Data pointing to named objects
<<<<

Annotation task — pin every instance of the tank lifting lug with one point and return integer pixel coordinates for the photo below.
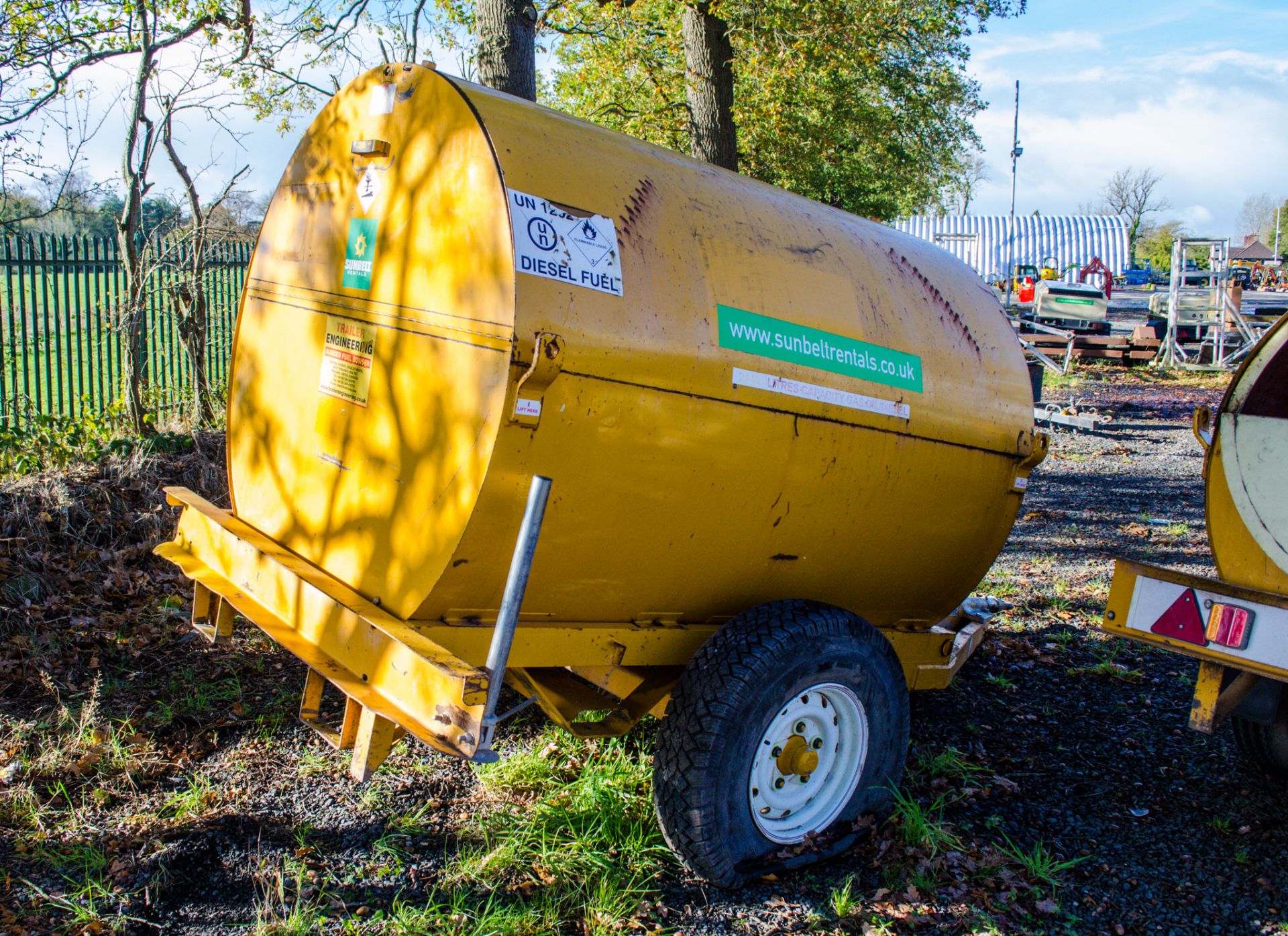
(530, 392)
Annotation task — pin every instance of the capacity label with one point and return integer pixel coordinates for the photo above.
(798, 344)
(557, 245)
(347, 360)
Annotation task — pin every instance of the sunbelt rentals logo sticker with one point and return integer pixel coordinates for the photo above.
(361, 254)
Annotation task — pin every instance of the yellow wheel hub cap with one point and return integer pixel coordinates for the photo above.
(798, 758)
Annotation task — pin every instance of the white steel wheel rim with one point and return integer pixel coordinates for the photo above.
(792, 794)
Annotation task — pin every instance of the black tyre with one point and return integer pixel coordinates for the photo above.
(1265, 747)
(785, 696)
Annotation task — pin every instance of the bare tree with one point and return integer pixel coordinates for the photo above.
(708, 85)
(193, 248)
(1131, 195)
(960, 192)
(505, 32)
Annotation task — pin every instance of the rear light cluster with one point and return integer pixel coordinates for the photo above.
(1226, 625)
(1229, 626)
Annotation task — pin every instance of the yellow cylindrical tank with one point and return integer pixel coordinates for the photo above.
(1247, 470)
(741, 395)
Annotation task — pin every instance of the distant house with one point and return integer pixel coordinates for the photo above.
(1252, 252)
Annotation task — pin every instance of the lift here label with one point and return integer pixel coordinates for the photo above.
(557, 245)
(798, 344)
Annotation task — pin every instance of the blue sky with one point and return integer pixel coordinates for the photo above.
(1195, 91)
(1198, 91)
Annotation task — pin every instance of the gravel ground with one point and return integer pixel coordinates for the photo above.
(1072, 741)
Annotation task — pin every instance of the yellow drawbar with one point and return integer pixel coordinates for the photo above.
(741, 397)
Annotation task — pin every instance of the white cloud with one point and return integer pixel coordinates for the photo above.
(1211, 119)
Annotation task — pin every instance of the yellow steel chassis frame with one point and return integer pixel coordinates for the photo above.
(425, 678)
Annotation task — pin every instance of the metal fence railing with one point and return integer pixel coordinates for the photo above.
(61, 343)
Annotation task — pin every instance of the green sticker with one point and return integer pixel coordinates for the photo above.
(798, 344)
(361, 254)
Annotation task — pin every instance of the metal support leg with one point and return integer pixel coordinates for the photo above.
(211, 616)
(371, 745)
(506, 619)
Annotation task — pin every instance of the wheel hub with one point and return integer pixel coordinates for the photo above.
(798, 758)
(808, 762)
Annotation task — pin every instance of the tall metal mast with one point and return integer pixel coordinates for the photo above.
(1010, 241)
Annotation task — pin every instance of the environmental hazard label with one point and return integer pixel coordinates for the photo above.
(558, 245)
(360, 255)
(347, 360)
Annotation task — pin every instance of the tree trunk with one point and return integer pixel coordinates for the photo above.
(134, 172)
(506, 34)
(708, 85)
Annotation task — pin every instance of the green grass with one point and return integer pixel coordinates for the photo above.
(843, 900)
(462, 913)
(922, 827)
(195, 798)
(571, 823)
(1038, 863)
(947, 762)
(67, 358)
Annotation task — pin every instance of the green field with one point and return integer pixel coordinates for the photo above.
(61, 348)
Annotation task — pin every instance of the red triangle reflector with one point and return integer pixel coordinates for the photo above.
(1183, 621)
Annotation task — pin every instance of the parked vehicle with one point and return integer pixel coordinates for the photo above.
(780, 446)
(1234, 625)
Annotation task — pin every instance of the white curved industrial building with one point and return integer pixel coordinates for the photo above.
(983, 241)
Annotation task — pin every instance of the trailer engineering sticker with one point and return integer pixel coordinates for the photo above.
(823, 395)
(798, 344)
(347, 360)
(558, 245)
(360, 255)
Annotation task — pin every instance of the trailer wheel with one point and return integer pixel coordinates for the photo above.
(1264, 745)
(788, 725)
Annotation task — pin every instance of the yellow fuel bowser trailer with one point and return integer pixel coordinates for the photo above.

>>>>

◆ Aim
Copy out the data unchanged, from the line containing "Annotation task — pin every instance of the green sticker" down to the line containing "(1183, 621)", with both of those lines included.

◆ Solution for this task
Annotation task — pin every instance of the green sticker with one point and return integer pixel coordinates for the photo above.
(798, 344)
(361, 254)
Annotation task — pin every instance of the metal support leg with one point and return integer pixel coordinates for the photo above.
(211, 616)
(371, 745)
(506, 619)
Annotation task — pin every instance of the wheel hub with one point and return integer pixel coordinates for the photo above.
(798, 758)
(808, 762)
Annotation task — pin every instance of the tall metal mast with one point and return integer pixel coordinates for the photo above.
(1010, 241)
Annotation task — pin every instance of the environmental hazard label with one point and return integer pixel coordinates for the photo above.
(558, 245)
(360, 255)
(347, 360)
Annotation task — pin every instance of the tree trunk with one point and return integer pixel coordinates for the photo above.
(134, 172)
(506, 34)
(708, 85)
Annotation task — pin every instance of the green grass with one point and return integer pixel coordinates for the photo above.
(843, 900)
(462, 913)
(922, 827)
(195, 798)
(571, 823)
(1038, 863)
(947, 762)
(67, 358)
Annotation task — pin every instance of the green field with one point and return integer pixel coordinates for the photo above.
(61, 348)
Annotation task — pin every instance of the red triangle reflector with one point and return integer pixel coordinates for the photo above.
(1183, 621)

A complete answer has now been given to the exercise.